Exercise requirements: Retype, word for word, each line between the lines holding "positive clicks: (128, 280)" and "negative clicks: (144, 171)", inclusive, and leave the rest of the data alone.

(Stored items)
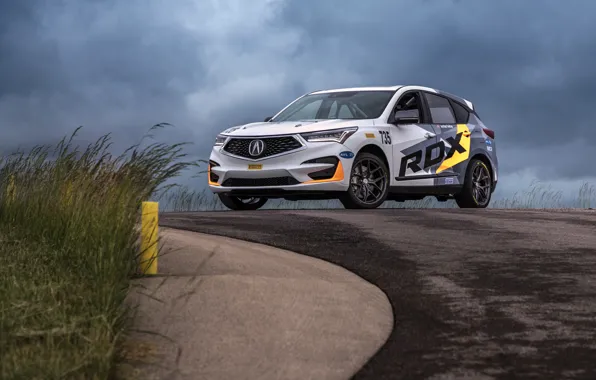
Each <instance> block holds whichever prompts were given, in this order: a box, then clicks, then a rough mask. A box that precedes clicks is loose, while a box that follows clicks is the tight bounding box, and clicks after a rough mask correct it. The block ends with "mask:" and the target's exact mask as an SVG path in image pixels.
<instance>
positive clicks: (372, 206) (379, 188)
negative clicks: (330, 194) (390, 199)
mask: <svg viewBox="0 0 596 380" xmlns="http://www.w3.org/2000/svg"><path fill="white" fill-rule="evenodd" d="M368 168H370V172H371V174H370V175H369V176H368V178H365V179H366V183H363V182H362V181H363V178H362V175H361V173H364V174H365V175H367V174H368V173H367V171H368V170H369V169H368ZM376 173H378V176H377V175H376ZM369 181H371V182H369ZM364 186H366V190H364V188H365V187H364ZM361 189H362V190H361ZM366 191H369V193H368V194H367V193H366ZM388 194H389V169H388V168H387V165H385V162H384V161H383V160H382V159H381V158H379V157H378V156H376V155H374V154H371V153H359V154H358V155H357V156H356V158H355V159H354V164H353V165H352V170H351V171H350V187H349V188H348V191H347V192H346V194H345V195H344V196H343V197H341V198H340V199H339V200H340V202H341V203H342V204H343V206H344V207H345V208H347V209H373V208H377V207H379V206H380V205H382V204H383V202H385V200H386V199H387V195H388Z"/></svg>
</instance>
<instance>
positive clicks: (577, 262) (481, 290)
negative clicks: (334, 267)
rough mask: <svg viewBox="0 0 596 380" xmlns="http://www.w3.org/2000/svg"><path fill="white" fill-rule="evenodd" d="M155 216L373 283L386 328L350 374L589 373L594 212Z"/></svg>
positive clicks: (183, 213) (340, 211)
mask: <svg viewBox="0 0 596 380" xmlns="http://www.w3.org/2000/svg"><path fill="white" fill-rule="evenodd" d="M161 224H162V225H164V226H169V227H175V228H181V229H187V230H194V231H199V232H204V233H211V234H217V235H225V236H230V237H234V238H239V239H245V240H249V241H254V242H258V243H264V244H269V245H272V246H277V247H281V248H284V249H288V250H291V251H295V252H298V253H302V254H305V255H309V256H314V257H318V258H321V259H323V260H327V261H329V262H331V263H334V264H337V265H340V266H343V267H345V268H346V269H348V270H350V271H352V272H354V273H356V274H358V275H359V276H361V277H362V278H364V279H365V280H367V281H369V282H371V283H373V284H375V285H376V286H378V287H379V288H380V289H381V290H383V291H384V292H385V293H386V294H387V296H388V298H389V300H390V302H391V304H392V307H393V313H394V316H395V324H394V328H393V331H392V333H391V335H390V337H389V339H388V340H387V342H386V343H385V345H384V346H383V347H382V348H381V349H380V350H379V352H377V354H376V355H375V356H374V357H373V358H371V360H370V361H369V362H368V363H367V364H366V365H365V366H364V367H363V368H362V369H361V370H360V371H359V372H358V373H356V374H355V376H354V377H353V378H354V379H376V380H378V379H433V380H434V379H464V378H465V379H516V378H524V379H525V378H535V379H591V380H594V379H596V211H573V212H562V211H533V210H532V211H529V210H523V211H520V210H490V209H489V210H459V209H456V210H453V209H428V210H403V209H378V210H371V211H360V210H317V211H314V210H313V211H310V210H309V211H257V212H247V213H244V212H236V213H233V212H211V213H168V214H163V215H162V217H161ZM363 323H366V321H363Z"/></svg>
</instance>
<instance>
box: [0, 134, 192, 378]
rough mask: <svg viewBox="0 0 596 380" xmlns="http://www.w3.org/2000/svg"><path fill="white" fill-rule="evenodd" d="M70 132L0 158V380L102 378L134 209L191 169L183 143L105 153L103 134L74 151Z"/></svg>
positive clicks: (128, 280)
mask: <svg viewBox="0 0 596 380" xmlns="http://www.w3.org/2000/svg"><path fill="white" fill-rule="evenodd" d="M165 126H167V125H166V124H159V125H156V126H154V127H153V128H152V131H153V130H155V129H158V128H163V127H165ZM77 132H78V129H77V131H75V132H74V133H73V134H72V136H70V138H65V139H63V140H62V141H61V142H60V143H59V144H57V145H56V146H54V147H50V146H38V147H36V148H34V149H32V150H31V151H30V152H29V153H24V152H17V153H15V154H12V155H9V156H6V157H3V158H1V159H0V348H1V349H0V363H2V365H1V366H0V378H2V379H54V378H56V379H57V378H73V379H106V378H108V377H109V376H110V371H111V368H112V361H113V355H114V352H115V344H116V342H117V338H118V337H119V335H120V333H121V332H122V330H123V328H124V327H125V322H126V321H127V318H126V317H127V312H126V310H125V309H124V307H123V301H124V299H125V297H126V294H127V292H128V290H129V280H130V278H131V275H132V274H133V273H134V271H135V268H136V265H135V264H136V257H137V255H138V246H137V244H138V243H137V241H138V239H137V233H136V225H137V223H138V218H139V207H140V204H141V202H142V201H144V200H148V199H149V198H150V197H151V196H152V195H154V194H158V193H160V192H161V191H165V190H167V188H168V186H167V185H166V183H167V181H168V180H170V179H172V178H174V177H176V176H177V175H178V174H179V173H180V172H181V171H182V170H184V169H185V168H187V167H189V166H192V165H194V164H193V163H191V162H188V161H184V158H185V156H186V155H185V154H184V153H183V145H184V144H173V145H168V144H161V143H153V144H150V145H148V146H147V147H144V148H142V145H141V144H142V143H143V142H144V141H145V140H142V141H141V143H139V144H137V145H134V146H133V147H131V148H129V149H128V150H126V151H125V152H124V153H123V154H122V155H120V156H113V155H112V154H110V153H109V151H110V149H111V139H110V136H109V135H106V136H104V137H102V138H100V139H98V140H97V141H96V142H95V143H92V144H90V145H88V146H87V147H86V148H85V149H80V148H79V147H77V146H74V145H73V139H74V138H75V136H76V134H77ZM146 137H150V136H146Z"/></svg>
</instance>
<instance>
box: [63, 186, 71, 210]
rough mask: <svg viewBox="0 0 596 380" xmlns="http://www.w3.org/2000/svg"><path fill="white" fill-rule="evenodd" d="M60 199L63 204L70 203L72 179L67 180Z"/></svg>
mask: <svg viewBox="0 0 596 380" xmlns="http://www.w3.org/2000/svg"><path fill="white" fill-rule="evenodd" d="M62 199H63V202H64V204H65V205H70V203H71V202H72V181H67V182H66V185H65V187H64V192H63V193H62Z"/></svg>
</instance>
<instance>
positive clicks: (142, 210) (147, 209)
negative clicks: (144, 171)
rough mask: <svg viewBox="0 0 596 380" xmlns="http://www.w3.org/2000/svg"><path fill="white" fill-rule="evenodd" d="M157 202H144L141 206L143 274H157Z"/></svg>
mask: <svg viewBox="0 0 596 380" xmlns="http://www.w3.org/2000/svg"><path fill="white" fill-rule="evenodd" d="M158 211H159V204H158V203H157V202H143V204H142V206H141V213H142V215H141V273H143V274H157V248H158V246H157V232H158V219H157V218H158Z"/></svg>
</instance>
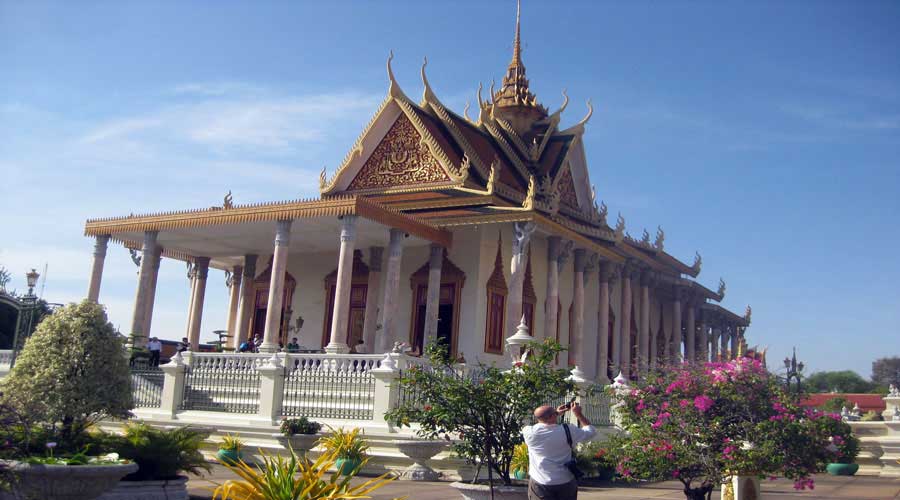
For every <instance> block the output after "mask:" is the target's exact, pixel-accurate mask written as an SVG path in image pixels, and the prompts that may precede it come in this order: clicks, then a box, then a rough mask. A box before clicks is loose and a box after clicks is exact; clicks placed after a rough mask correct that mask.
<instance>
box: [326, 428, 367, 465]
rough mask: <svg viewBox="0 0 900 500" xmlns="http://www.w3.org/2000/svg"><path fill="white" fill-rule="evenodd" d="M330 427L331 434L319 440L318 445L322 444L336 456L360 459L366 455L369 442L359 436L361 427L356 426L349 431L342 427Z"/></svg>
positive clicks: (348, 459)
mask: <svg viewBox="0 0 900 500" xmlns="http://www.w3.org/2000/svg"><path fill="white" fill-rule="evenodd" d="M329 429H331V434H329V435H327V436H325V437H323V438H322V439H320V440H319V446H322V447H323V448H325V449H326V450H327V451H329V452H334V453H335V454H336V458H343V459H347V460H362V459H363V458H364V457H365V456H366V451H367V450H368V449H369V442H368V441H366V440H365V439H363V438H362V436H360V432H361V429H359V428H358V427H356V428H353V429H351V430H349V431H347V430H344V428H343V427H339V428H337V429H334V428H332V427H329Z"/></svg>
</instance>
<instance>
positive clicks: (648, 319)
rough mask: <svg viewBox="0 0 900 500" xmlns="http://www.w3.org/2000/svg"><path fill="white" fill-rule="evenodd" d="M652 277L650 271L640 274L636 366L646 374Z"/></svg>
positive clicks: (648, 340) (649, 346) (649, 324)
mask: <svg viewBox="0 0 900 500" xmlns="http://www.w3.org/2000/svg"><path fill="white" fill-rule="evenodd" d="M651 280H652V275H651V274H650V271H646V270H645V271H644V272H643V273H641V308H640V312H641V320H640V325H639V326H638V332H639V333H638V338H639V339H640V343H641V345H640V359H639V360H638V366H639V367H640V371H641V373H646V372H647V365H648V361H649V360H650V281H651Z"/></svg>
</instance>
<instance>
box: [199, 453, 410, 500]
mask: <svg viewBox="0 0 900 500" xmlns="http://www.w3.org/2000/svg"><path fill="white" fill-rule="evenodd" d="M260 455H261V456H262V464H260V465H258V466H256V467H251V466H249V465H247V464H246V463H244V462H243V461H237V462H236V463H234V464H230V465H229V464H226V465H225V466H226V467H228V468H229V469H230V470H231V471H232V472H234V473H235V474H236V475H237V476H238V477H239V478H240V479H230V480H228V481H226V482H225V483H224V484H221V485H219V486H218V487H217V488H216V489H215V490H214V491H213V500H219V499H221V500H319V499H322V500H325V499H327V500H350V499H364V498H372V497H371V496H369V494H370V493H371V492H373V491H375V490H377V489H378V488H381V487H382V486H384V485H386V484H388V483H390V482H391V481H393V480H394V478H393V477H391V473H386V474H382V475H381V476H378V477H376V478H374V479H370V480H368V481H366V482H364V483H361V484H358V485H356V486H354V485H352V484H350V480H351V479H353V476H354V475H355V471H354V473H353V474H349V475H346V476H343V478H342V476H341V475H340V474H339V473H338V472H333V473H331V474H329V473H328V470H329V469H330V468H332V467H333V466H334V464H335V462H336V461H337V458H338V456H337V453H336V452H333V451H326V452H325V453H323V454H322V455H320V456H319V458H318V459H316V461H315V462H313V461H311V460H308V459H306V458H298V457H297V456H296V455H295V454H293V453H291V457H290V459H288V458H284V457H281V456H278V455H268V454H266V453H265V452H263V451H262V450H260ZM364 462H365V460H364ZM395 500H397V499H395Z"/></svg>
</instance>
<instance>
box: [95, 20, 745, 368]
mask: <svg viewBox="0 0 900 500" xmlns="http://www.w3.org/2000/svg"><path fill="white" fill-rule="evenodd" d="M392 58H393V54H392V55H391V57H389V58H388V61H387V76H388V81H389V87H388V91H387V96H386V97H385V99H384V101H383V102H382V103H381V105H380V107H379V108H378V109H377V110H376V111H375V114H374V116H373V118H372V119H371V121H370V122H369V124H368V125H366V126H365V129H364V130H363V132H362V134H361V135H360V136H359V138H358V139H357V141H356V143H355V144H353V145H352V146H351V147H350V151H349V153H348V154H347V156H346V158H345V159H344V160H343V162H342V163H341V164H340V166H339V167H338V168H337V169H336V170H335V171H334V172H333V173H332V174H331V175H328V174H327V173H326V172H325V171H323V172H322V174H321V178H320V196H319V197H318V198H316V199H309V200H292V201H273V202H269V203H259V204H252V205H237V204H234V203H233V202H232V201H231V196H230V193H229V195H228V196H226V198H225V200H224V203H222V204H221V206H215V207H206V208H200V209H196V210H182V211H173V212H166V213H157V214H143V215H128V216H124V217H114V218H104V219H91V220H88V221H87V223H86V225H85V234H86V235H87V236H91V237H94V238H95V239H96V245H95V253H94V264H93V271H92V275H91V279H90V285H89V291H88V297H89V298H90V299H91V300H95V301H97V300H100V283H101V278H102V273H103V264H104V257H105V254H106V250H107V246H108V244H109V242H110V241H112V242H114V243H116V244H120V245H124V246H125V247H127V248H129V249H131V250H132V251H133V252H134V253H135V257H136V255H137V252H140V254H141V258H140V263H139V265H140V272H139V278H138V285H137V294H136V301H135V307H134V313H133V320H132V322H131V326H130V333H131V334H132V335H133V336H134V339H135V342H136V343H137V344H138V345H140V344H141V343H143V342H145V341H146V338H147V337H148V336H149V335H150V334H151V320H152V317H153V302H154V297H155V294H156V293H157V290H156V278H157V272H158V269H159V263H160V259H162V258H167V259H175V260H182V261H185V262H187V263H188V264H189V269H190V272H189V278H190V280H191V283H192V292H191V300H190V304H185V307H187V308H189V317H188V322H187V325H186V327H185V334H184V335H185V336H187V337H189V339H190V341H191V345H192V346H197V345H198V344H199V340H200V333H201V329H202V328H203V324H204V319H206V320H207V322H208V318H204V311H203V303H204V296H205V293H206V288H207V273H208V271H209V269H210V268H214V269H219V270H223V271H226V272H228V273H230V278H229V280H228V283H229V286H230V293H231V295H230V304H229V310H228V318H227V330H228V332H229V334H230V335H231V338H230V339H229V342H230V346H231V347H235V346H237V345H239V344H240V343H241V342H242V341H243V340H245V339H251V338H261V339H262V345H261V348H260V350H262V351H264V352H272V351H276V350H278V349H279V347H280V346H283V345H286V344H287V342H288V341H289V340H290V339H291V338H292V337H298V338H299V339H300V344H301V345H303V346H304V347H307V348H310V349H323V350H324V351H326V352H329V353H347V352H350V351H351V349H356V348H357V346H358V344H359V342H360V340H362V346H364V347H360V350H364V351H367V352H370V353H371V352H385V351H387V350H390V349H391V348H392V346H394V344H395V343H396V342H406V343H408V344H409V345H410V346H411V348H412V352H413V353H416V352H421V351H422V349H423V346H424V345H425V344H428V343H430V342H435V341H438V340H440V341H442V342H446V344H447V345H448V346H449V348H450V351H451V352H452V354H453V355H454V356H458V357H460V358H463V357H464V358H465V359H466V360H468V361H470V362H471V361H476V360H480V361H485V362H492V361H496V362H508V359H509V357H508V355H504V349H505V345H506V344H505V339H506V338H507V337H509V336H511V335H513V334H514V333H515V331H516V328H517V326H518V325H519V324H520V322H522V321H524V323H525V324H526V325H527V326H528V328H529V329H530V332H531V335H532V336H534V337H535V338H537V339H543V338H547V337H550V338H554V339H558V340H559V342H560V343H562V344H563V345H565V346H568V349H569V350H568V359H560V360H559V363H560V364H561V365H563V364H566V363H568V365H570V366H578V367H580V368H581V370H582V371H583V372H584V374H585V375H586V376H587V377H588V378H590V379H593V380H608V379H609V378H611V377H612V376H615V375H616V373H618V372H619V371H621V372H622V373H623V374H624V375H625V376H626V377H628V376H630V377H635V376H638V375H639V374H640V373H641V372H642V371H644V370H647V369H649V368H651V367H653V366H656V365H658V364H662V363H666V362H670V361H675V360H679V359H682V358H683V359H687V360H700V359H722V358H727V357H729V356H732V355H733V354H734V353H736V352H737V351H739V349H740V348H742V347H744V346H745V344H744V342H745V339H744V337H745V330H746V328H747V327H748V326H749V324H750V309H749V307H748V308H747V312H746V314H745V315H743V316H741V315H738V314H735V313H733V312H731V311H729V310H727V309H725V308H723V307H722V306H720V305H719V302H721V301H722V299H723V297H724V294H725V284H724V282H722V281H720V283H719V286H718V289H717V290H716V291H713V290H711V289H710V288H707V287H706V286H703V285H702V284H700V283H699V282H698V281H697V280H696V278H697V277H698V275H699V274H700V269H701V258H700V256H699V254H698V255H696V256H695V257H694V258H693V261H692V263H691V264H687V263H686V262H685V261H683V260H680V259H678V258H676V257H675V256H672V255H670V254H668V253H667V252H666V250H665V234H664V233H663V231H662V229H659V230H657V232H656V234H655V236H654V237H651V235H650V233H648V232H647V231H646V230H644V231H643V234H642V236H640V237H632V236H630V235H629V234H628V233H627V232H626V226H625V219H624V217H623V216H622V215H619V216H618V217H617V218H616V219H615V220H614V221H612V222H610V220H609V217H608V214H607V207H606V205H605V204H604V203H602V202H600V200H599V198H598V193H597V192H596V190H595V189H594V188H593V187H592V184H591V180H590V178H589V170H588V164H587V154H586V150H585V144H584V140H583V136H584V131H585V127H587V126H588V122H589V120H590V118H591V115H592V112H593V109H592V108H591V104H590V102H588V104H587V112H586V115H585V116H584V118H583V119H581V120H580V121H578V122H575V123H574V124H573V125H570V126H563V124H562V122H563V117H562V114H563V111H564V110H565V109H566V107H567V104H568V97H565V100H564V102H563V104H562V105H561V107H560V108H559V109H557V110H555V111H553V112H551V111H549V110H548V109H547V108H546V107H544V106H543V105H542V104H541V103H540V102H539V101H538V99H537V97H536V96H535V95H534V93H532V91H531V90H530V88H529V80H528V78H527V77H526V72H525V65H524V63H523V59H522V44H521V38H520V23H519V19H518V15H517V19H516V27H515V38H514V44H513V54H512V60H511V61H510V63H509V65H508V67H507V68H506V73H505V75H504V76H503V78H502V85H501V86H500V87H499V88H498V89H495V88H494V86H493V85H492V86H491V88H490V90H489V92H488V94H487V98H486V99H484V98H483V97H482V90H483V89H481V88H479V90H478V102H477V109H475V110H474V111H473V112H472V115H471V116H470V115H469V109H468V105H467V106H466V109H465V110H464V111H463V113H462V115H460V114H457V113H455V112H454V111H451V110H450V109H448V108H447V107H446V106H444V105H443V104H442V103H441V101H440V99H439V98H438V96H437V95H435V93H434V92H433V91H432V88H431V86H430V85H429V82H428V78H427V76H426V64H427V61H426V64H423V65H422V71H421V73H422V74H421V77H422V81H423V83H424V86H425V90H424V95H423V96H422V98H421V99H420V100H418V102H417V101H416V100H414V99H412V98H411V97H409V96H408V95H406V94H405V93H404V92H403V90H402V89H401V88H400V86H399V85H398V84H397V81H396V80H395V78H394V75H393V72H392V69H391V59H392ZM595 171H596V170H595ZM598 172H599V173H600V174H601V175H602V170H599V171H598ZM523 318H524V319H523ZM179 333H180V332H179ZM169 336H171V333H169ZM563 357H564V356H561V358H563Z"/></svg>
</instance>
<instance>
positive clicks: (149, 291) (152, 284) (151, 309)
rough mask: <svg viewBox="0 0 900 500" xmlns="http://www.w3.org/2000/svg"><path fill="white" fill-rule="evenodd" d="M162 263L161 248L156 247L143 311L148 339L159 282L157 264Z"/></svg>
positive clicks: (144, 331)
mask: <svg viewBox="0 0 900 500" xmlns="http://www.w3.org/2000/svg"><path fill="white" fill-rule="evenodd" d="M160 262H162V248H160V246H159V245H157V246H156V250H154V251H153V268H152V270H151V272H150V282H149V283H148V284H147V302H146V304H145V306H144V307H145V308H146V309H145V310H144V330H143V331H144V336H145V337H147V338H148V339H149V338H150V326H151V324H152V323H153V305H154V303H155V302H156V282H157V281H158V280H159V264H160Z"/></svg>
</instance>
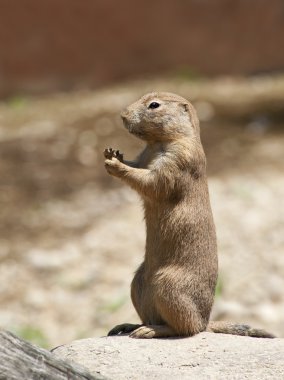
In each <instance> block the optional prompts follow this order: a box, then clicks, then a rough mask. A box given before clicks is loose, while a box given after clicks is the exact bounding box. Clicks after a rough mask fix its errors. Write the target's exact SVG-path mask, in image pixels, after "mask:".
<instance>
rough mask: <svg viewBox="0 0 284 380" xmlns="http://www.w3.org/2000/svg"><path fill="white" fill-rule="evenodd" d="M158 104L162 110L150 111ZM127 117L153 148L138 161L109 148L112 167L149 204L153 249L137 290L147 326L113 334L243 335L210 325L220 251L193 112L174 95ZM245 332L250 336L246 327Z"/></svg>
mask: <svg viewBox="0 0 284 380" xmlns="http://www.w3.org/2000/svg"><path fill="white" fill-rule="evenodd" d="M152 102H156V103H158V104H159V106H158V107H157V108H154V109H152V108H149V105H150V104H151V103H152ZM122 119H123V121H124V125H125V127H126V128H127V129H128V131H129V132H130V133H132V134H134V135H135V136H137V137H139V138H141V139H142V140H144V141H145V142H146V147H145V149H144V150H143V151H142V152H141V154H140V155H139V156H138V158H137V159H136V160H135V161H133V162H127V161H124V160H123V155H122V154H121V153H120V152H119V151H114V150H112V149H106V150H105V157H106V158H107V159H106V161H105V166H106V169H107V171H108V172H109V174H111V175H114V176H116V177H119V178H121V179H122V180H123V181H124V182H126V183H127V184H128V185H129V186H131V187H132V188H133V189H135V190H136V191H137V192H138V193H139V194H140V196H141V197H142V199H143V203H144V210H145V221H146V230H147V238H146V251H145V257H144V261H143V263H142V264H141V266H140V267H139V268H138V270H137V272H136V274H135V276H134V279H133V281H132V285H131V298H132V302H133V305H134V307H135V309H136V310H137V313H138V315H139V316H140V318H141V320H142V323H143V325H142V326H140V327H139V326H137V325H131V324H123V325H119V326H116V327H115V328H114V329H112V330H111V331H110V333H109V334H110V335H114V334H120V333H129V332H131V334H130V336H132V337H135V338H152V337H159V336H160V337H161V336H191V335H194V334H197V333H198V332H200V331H204V330H206V328H207V330H208V331H213V332H229V333H232V331H237V330H236V329H235V330H233V329H232V325H230V324H228V325H224V324H221V327H220V325H216V324H215V325H214V326H215V327H214V326H213V325H210V324H209V325H208V322H209V317H210V312H211V308H212V304H213V298H214V291H215V286H216V281H217V271H218V269H217V266H218V264H217V245H216V234H215V227H214V221H213V217H212V212H211V206H210V200H209V194H208V186H207V178H206V159H205V154H204V151H203V148H202V145H201V141H200V133H199V121H198V118H197V115H196V112H195V110H194V107H193V106H192V105H191V104H190V103H189V102H188V101H187V100H186V99H184V98H182V97H180V96H178V95H175V94H171V93H150V94H147V95H145V96H143V97H142V98H141V99H139V100H138V101H137V102H135V103H134V104H132V105H130V106H129V107H128V108H127V109H126V110H125V111H124V112H123V113H122ZM215 323H216V322H215ZM210 326H211V327H210ZM218 326H219V329H218ZM226 326H227V327H226ZM233 326H235V327H236V325H233ZM247 330H248V329H247ZM247 330H246V331H247ZM238 331H241V332H243V331H244V330H242V329H241V328H240V326H239V330H238ZM233 333H234V332H233ZM239 335H244V334H239ZM262 336H264V335H262Z"/></svg>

Exercise response:
positive clicks: (128, 280)
mask: <svg viewBox="0 0 596 380" xmlns="http://www.w3.org/2000/svg"><path fill="white" fill-rule="evenodd" d="M165 126H167V125H166V124H159V125H156V126H154V127H153V128H152V131H153V130H155V129H158V128H163V127H165ZM77 132H78V129H77V131H75V132H74V133H73V134H72V136H70V138H65V139H63V140H62V141H61V142H60V143H59V144H57V145H56V146H54V147H50V146H38V147H36V148H34V149H32V150H31V151H30V152H29V153H24V152H17V153H15V154H12V155H9V156H6V157H3V158H1V159H0V348H1V349H0V363H2V365H1V366H0V378H2V379H54V378H56V379H57V378H73V379H106V378H108V377H109V376H110V371H111V368H112V361H113V355H114V352H115V344H116V342H117V338H118V337H119V335H120V333H121V332H122V330H123V328H124V327H125V322H126V321H127V318H126V317H127V312H126V310H125V309H124V307H123V301H124V299H125V297H126V294H127V292H128V290H129V280H130V278H131V275H132V274H133V273H134V271H135V268H136V265H135V264H136V257H137V255H138V246H137V244H138V243H137V241H138V239H137V233H136V225H137V223H138V218H139V207H140V204H141V202H142V201H144V200H148V199H149V198H150V197H151V196H152V195H154V194H158V193H160V192H161V191H165V190H167V188H168V186H167V185H166V183H167V181H168V180H170V179H172V178H174V177H176V176H177V175H178V174H179V173H180V172H181V171H182V170H184V169H185V168H187V167H189V166H192V165H194V164H193V163H191V162H188V161H184V158H185V156H186V155H185V154H184V153H183V145H184V144H173V145H168V144H161V143H153V144H150V145H148V146H147V147H144V148H142V145H141V144H142V143H143V142H144V141H145V140H142V141H141V143H139V144H137V145H134V146H133V147H131V148H129V149H128V150H126V151H125V152H124V153H123V154H122V155H120V156H113V155H112V154H110V153H109V151H110V149H111V139H110V136H109V135H106V136H104V137H102V138H100V139H98V140H97V141H96V142H95V143H92V144H90V145H88V146H87V147H86V148H85V149H80V148H79V147H77V146H74V145H73V139H74V138H75V136H76V134H77ZM146 137H150V136H146Z"/></svg>
</instance>
<instance>
box: [63, 186, 71, 210]
rough mask: <svg viewBox="0 0 596 380" xmlns="http://www.w3.org/2000/svg"><path fill="white" fill-rule="evenodd" d="M60 199L63 204L70 203L72 179L67 180Z"/></svg>
mask: <svg viewBox="0 0 596 380" xmlns="http://www.w3.org/2000/svg"><path fill="white" fill-rule="evenodd" d="M62 199H63V202H64V204H65V205H70V203H71V202H72V181H67V182H66V185H65V187H64V192H63V193H62Z"/></svg>
</instance>
<instance>
positive clicks: (142, 210) (147, 209)
negative clicks: (144, 171)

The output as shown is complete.